Supplied text

********

Two of the 6 " diameter globe tent lights will fit into one end of these cases.









Enjoy!


----------



## cbramsey5898 (9 mo ago)

When we were living in our 5th wheel full time, I concentrated more on water quality. You all know there are some places where the water quality is less than ideal. If you have ever been to Elkhart Campground in Elkhart, IN, their water quality is horrible.

The first thing I got was a Beech Lane External RV Dual Water Filter System. It consists of a 5 micron and a 1 micron filter. That helped a great deal. 

The second thing we purchased was a used OnTheGo Portable Water Softener.

I also got a DJI Mini SE drone with Pelican-type case for it, batteries, controller, etc. I purchased it to give me the ability to inspect my roof from the ground. I presently haven't tried for my Part 107. That is coming soon when the home improvement projects under control.


----------



## Happy Joe (10 mo ago)

Several friends have drones; they seem to be at least as addictive as Camping.

Enjoy!


----------



## Happy Joe (10 mo ago)

I was surfing amazon yesterday and spotted a "improvement" on an old Idea;
called a camp stove mini heater.









Its a variation on the old "coffee can" heater attachment that used to (and might still) be available for single burner Coleman camp stoves.
This one is supposedly made to fit many camp stove burners.
By looking around I found one priced just under $11 (they all seem to use the same picture in various orientations) and decided that it just might fulfill (be worth a gamble?) the occasional need to temporarily take the chill off of the tent; i.e. when people come to visit during the occasional rainy/sleety/ snowy, spring storm.
It seems to be a bit over 4" in diameter and around 5" tall, and from the pics is probably made of extremely thin sheet metal.

I have tried many tent heaters and have fallen back on a small can of fake fireplace fuel (gelled alcohol) for temporary emergency heat (and fire starting; a singe teaspoon is sufficient) as the most compact, packable, tent, heat source available. We well see if this can perform as well (It should pack in, almost, the same space as the gelled alcohol can).

I'm not going to hold my breath on this accessory as it is probably junk and will, likely, end up tossed in the trash...

...but we will see...

Enjoy!


----------



## travis.farmer (Jun 26, 2021)

Happy Joe said:


> I was surfing amazon yesterday and spotted a "improvement" on an old Idea;
> called a camp stove mini heater.
> View attachment 3126
> 
> ...


what about the old trick of placing a clay plant pot upside-down over the camp stove burner?


----------



## Happy Joe (10 mo ago)

I tried the clay pot thing over a candle and was very disappointed, also the pots are a bit on the fragile side.

For actual, relatively heavy duty, tent/auxilary (garage/home) heating I prefer a propane blue flame style heater with a thermostat (to conserve fuel).








I like the portability of the buddy heaters but they do not have a thermostat (and a relatively high percentage do not want to work above 9,000 feet due to the lack of oxygen at altitude triggering the oxygen sensor).

********

Collected data entries:
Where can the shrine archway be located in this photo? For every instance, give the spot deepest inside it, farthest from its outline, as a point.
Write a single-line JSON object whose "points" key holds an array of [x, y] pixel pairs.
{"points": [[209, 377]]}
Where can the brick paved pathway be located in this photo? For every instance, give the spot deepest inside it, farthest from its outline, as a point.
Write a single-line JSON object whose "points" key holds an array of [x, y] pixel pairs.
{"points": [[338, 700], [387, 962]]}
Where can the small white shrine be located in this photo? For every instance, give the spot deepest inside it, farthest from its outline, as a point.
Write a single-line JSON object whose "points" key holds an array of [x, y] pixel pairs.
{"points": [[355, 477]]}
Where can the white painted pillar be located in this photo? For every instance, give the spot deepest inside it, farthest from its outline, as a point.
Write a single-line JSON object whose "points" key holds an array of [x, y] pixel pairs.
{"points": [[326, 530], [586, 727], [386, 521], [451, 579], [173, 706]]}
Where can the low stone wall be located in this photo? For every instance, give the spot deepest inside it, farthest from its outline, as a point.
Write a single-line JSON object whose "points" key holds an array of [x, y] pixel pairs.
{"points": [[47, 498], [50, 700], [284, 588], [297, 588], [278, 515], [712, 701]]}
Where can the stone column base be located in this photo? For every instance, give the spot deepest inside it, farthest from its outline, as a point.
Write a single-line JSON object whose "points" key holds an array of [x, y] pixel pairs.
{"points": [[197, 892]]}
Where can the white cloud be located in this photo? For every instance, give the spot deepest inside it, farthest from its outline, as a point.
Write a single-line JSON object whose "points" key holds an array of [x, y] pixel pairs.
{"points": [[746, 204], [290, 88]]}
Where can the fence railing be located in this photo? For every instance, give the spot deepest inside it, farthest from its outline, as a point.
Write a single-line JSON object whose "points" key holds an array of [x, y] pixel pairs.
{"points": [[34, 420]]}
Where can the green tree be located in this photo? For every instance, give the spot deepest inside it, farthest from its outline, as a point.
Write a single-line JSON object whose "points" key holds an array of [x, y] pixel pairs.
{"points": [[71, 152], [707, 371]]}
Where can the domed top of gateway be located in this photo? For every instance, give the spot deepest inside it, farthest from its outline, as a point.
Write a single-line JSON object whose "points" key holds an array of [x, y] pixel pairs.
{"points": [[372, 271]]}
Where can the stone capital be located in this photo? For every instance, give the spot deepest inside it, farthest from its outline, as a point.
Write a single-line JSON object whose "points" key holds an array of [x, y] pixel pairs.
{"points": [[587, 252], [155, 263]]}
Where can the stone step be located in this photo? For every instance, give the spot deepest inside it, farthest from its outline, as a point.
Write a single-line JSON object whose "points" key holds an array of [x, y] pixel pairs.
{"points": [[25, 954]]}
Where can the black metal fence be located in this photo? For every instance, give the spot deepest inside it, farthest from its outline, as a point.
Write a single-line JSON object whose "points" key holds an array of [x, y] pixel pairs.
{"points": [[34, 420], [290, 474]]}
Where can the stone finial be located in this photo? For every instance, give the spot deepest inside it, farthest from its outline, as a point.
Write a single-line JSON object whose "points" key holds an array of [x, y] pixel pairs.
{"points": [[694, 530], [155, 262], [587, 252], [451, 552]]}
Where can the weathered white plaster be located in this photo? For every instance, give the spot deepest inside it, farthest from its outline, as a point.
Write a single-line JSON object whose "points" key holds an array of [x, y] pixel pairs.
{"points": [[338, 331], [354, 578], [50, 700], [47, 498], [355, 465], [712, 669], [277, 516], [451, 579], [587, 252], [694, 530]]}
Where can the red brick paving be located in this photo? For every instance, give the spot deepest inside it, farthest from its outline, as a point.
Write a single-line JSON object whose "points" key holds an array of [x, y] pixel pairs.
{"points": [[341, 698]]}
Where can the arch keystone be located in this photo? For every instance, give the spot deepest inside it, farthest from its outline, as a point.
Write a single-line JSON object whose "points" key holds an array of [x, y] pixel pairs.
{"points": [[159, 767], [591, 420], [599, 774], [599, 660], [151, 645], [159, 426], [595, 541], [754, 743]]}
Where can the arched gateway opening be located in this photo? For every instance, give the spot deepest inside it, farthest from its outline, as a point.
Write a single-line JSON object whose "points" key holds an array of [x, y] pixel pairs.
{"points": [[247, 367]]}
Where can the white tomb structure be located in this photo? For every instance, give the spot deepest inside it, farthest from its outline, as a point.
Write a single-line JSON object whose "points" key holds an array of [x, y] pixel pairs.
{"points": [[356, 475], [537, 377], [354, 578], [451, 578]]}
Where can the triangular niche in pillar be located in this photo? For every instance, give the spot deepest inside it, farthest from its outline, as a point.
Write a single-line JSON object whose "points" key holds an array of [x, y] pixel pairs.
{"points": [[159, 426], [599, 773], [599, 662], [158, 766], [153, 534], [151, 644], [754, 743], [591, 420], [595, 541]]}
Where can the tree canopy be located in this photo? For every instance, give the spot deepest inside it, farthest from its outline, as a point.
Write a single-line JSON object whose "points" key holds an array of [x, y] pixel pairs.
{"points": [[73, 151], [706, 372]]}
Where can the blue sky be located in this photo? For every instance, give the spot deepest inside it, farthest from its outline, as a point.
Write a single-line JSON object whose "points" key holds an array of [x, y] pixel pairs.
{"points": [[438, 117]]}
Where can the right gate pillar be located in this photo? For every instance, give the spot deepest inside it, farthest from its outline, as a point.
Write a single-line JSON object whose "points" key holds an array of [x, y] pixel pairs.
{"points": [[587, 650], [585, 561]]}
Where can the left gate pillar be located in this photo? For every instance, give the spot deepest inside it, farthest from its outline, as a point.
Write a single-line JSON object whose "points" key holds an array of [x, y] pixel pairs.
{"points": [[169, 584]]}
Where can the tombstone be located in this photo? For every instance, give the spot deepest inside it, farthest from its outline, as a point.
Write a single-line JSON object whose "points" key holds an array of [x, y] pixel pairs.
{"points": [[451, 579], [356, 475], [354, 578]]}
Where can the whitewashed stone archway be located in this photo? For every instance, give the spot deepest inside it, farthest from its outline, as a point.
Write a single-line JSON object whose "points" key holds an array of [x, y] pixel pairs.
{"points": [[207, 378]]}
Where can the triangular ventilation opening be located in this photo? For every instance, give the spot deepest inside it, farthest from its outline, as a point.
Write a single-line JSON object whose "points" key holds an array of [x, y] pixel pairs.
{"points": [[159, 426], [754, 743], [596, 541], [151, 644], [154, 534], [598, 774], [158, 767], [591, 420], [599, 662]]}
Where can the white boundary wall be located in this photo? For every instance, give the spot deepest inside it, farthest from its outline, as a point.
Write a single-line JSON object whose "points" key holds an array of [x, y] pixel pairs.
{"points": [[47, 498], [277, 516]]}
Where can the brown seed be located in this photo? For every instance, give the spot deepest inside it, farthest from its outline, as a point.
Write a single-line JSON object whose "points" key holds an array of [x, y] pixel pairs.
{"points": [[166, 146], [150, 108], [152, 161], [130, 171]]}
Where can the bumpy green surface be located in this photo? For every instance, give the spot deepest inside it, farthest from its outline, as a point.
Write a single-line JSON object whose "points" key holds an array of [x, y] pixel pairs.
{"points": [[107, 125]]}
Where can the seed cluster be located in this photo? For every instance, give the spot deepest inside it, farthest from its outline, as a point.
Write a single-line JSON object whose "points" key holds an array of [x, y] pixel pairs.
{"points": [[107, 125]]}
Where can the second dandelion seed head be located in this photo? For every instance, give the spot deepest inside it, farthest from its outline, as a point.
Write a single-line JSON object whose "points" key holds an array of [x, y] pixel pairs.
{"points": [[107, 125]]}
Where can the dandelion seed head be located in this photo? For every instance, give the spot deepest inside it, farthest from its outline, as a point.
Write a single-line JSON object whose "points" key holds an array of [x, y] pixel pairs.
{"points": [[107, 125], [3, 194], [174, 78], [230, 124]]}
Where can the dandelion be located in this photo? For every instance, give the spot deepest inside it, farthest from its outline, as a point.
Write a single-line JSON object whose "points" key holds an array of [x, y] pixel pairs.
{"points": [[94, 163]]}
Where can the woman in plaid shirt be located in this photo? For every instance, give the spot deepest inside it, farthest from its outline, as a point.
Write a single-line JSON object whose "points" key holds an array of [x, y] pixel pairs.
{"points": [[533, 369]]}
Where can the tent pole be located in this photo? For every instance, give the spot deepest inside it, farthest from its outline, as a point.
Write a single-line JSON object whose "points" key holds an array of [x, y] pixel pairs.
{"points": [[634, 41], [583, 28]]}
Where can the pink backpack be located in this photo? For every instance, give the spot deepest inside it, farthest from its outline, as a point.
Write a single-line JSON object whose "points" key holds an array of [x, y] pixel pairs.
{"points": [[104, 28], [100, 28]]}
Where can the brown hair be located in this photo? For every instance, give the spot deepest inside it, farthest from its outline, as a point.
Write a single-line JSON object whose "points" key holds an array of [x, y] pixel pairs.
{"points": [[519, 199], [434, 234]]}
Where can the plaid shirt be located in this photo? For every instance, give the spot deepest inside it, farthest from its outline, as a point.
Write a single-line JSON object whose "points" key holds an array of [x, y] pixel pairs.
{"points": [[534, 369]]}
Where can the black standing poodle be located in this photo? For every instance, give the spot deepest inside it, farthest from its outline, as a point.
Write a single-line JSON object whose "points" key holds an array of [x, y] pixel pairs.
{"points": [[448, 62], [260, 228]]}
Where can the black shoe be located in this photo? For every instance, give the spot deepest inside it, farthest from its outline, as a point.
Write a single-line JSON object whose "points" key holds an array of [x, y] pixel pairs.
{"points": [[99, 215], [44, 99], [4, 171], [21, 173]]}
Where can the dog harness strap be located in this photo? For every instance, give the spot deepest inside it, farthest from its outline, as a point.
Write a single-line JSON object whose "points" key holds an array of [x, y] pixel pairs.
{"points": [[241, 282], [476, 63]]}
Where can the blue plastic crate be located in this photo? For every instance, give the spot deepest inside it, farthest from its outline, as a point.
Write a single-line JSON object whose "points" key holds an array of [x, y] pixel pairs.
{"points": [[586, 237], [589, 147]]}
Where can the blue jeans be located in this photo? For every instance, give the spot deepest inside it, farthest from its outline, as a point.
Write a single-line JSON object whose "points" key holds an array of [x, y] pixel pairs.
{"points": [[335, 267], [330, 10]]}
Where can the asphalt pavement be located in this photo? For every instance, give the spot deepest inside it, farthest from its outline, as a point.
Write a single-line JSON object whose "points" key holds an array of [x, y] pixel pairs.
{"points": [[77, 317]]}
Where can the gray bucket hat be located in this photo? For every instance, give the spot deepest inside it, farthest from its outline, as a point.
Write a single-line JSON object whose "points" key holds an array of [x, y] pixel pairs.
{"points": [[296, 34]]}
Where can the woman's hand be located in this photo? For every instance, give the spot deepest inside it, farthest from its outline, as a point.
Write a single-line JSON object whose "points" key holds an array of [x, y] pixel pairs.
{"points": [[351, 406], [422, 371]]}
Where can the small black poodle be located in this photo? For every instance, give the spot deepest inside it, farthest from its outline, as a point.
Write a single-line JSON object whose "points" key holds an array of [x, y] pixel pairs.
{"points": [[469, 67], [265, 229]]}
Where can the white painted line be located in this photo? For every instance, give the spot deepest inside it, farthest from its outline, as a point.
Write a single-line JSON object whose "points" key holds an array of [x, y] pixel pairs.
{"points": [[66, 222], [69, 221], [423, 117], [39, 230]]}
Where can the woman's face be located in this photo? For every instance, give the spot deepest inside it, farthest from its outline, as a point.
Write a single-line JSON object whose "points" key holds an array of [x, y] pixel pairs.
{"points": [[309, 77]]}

********

Problem set
(1) Using the camping gear thread, say whether each statement agrees with it: (a) the external dual water filter system has a 5 micron and a 1 micron filter; (b) the drone owner already holds a Part 107; (c) the clay pot placed over a candle gave good results. Answer yes or no for each, and quote the words of the thread that decide it.
(2) Carry the camping gear thread further, starting after its final sentence about buddy heaters.
The rows are separate material, apart from the camping gear thread.

Responses to the exercise
(1)
(a) Yes: "It consists of a 5 micron and a 1 micron filter."
(b) No: "I presently haven't tried for my Part 107."
(c) No: "I tried the clay pot thing over a candle and was very disappointed"

(2)
I am hoping that the above stove accessory will open up a light duty option for occasional use... without the need to carry propane tanks.

If the mini heater turns out to be the junk that I expect; I may cut up an empty one pound propane tank and make a similar heater out of it. NOTE: CAUTION: this can be very hazardous: DANGER of EXPLOSION; do not attempt it if you do not know what you are doing...

Enjoy!


----------



## Happy Joe (10 mo ago)

The stove heater accessory (that I gambled $11 on) came this morning...
I am mildly amazed: it is better quality than expected and seems like it was a good deal (I'm fully satisfied and almost impressed).









The stainless steel is only slightly on the thin side.
I was not able to find any areas sharp enough to cut myself on this example.
I used a file to widen the trivet notches in the heater to fit my stove
Fired it up and tried it out , resulting in some heat discoloration on the heater; which is to be expected.

I can recommend this heater at any price less than $ 25 (I paid almost 12 after hunting for the best price on amazon).

Its on the heavy side for backpacking but heavy enough to feel adequate for vehicle camping.
It took a minute or so to heat to red and start radiating with this stove, on propane.

Naturally the heater is limited by the heat output of the stove.

I would not recommend it for alcohol stoves as it can be expected/will radiate heat and warm the alcohol possibly leading to a large uncontrolled fire.

Once *hot* it is undoubtedly a *burn hazard* (use caution, and I would not recommend it for use around small children or the functionally unconscious.

All in all; I going to call this gamble and accessory a winner...

...Now I need to figure out how to pack it in a case... getting rid of the fake fireplace fuel will help!

Enjoy!


----------



## Happy Joe (10 mo ago)

Since there is currently a stage 1 fire ban (limited campfires and restricted smoking) in some of my favorite camping areas; I have decided that it is time to get some appliances to allow fire-less food preparation while tent camping. ... It is very early in the year for fire bans and barring a weather shift they will only get worse, IMO...

Over the years I have tried assorted means of heating food without fire; specifically via; microwave, induction heating and solar what has stopped me has been the (solar) equipment bulk, lack of a large inverter and adequate battery power (microwave and induction).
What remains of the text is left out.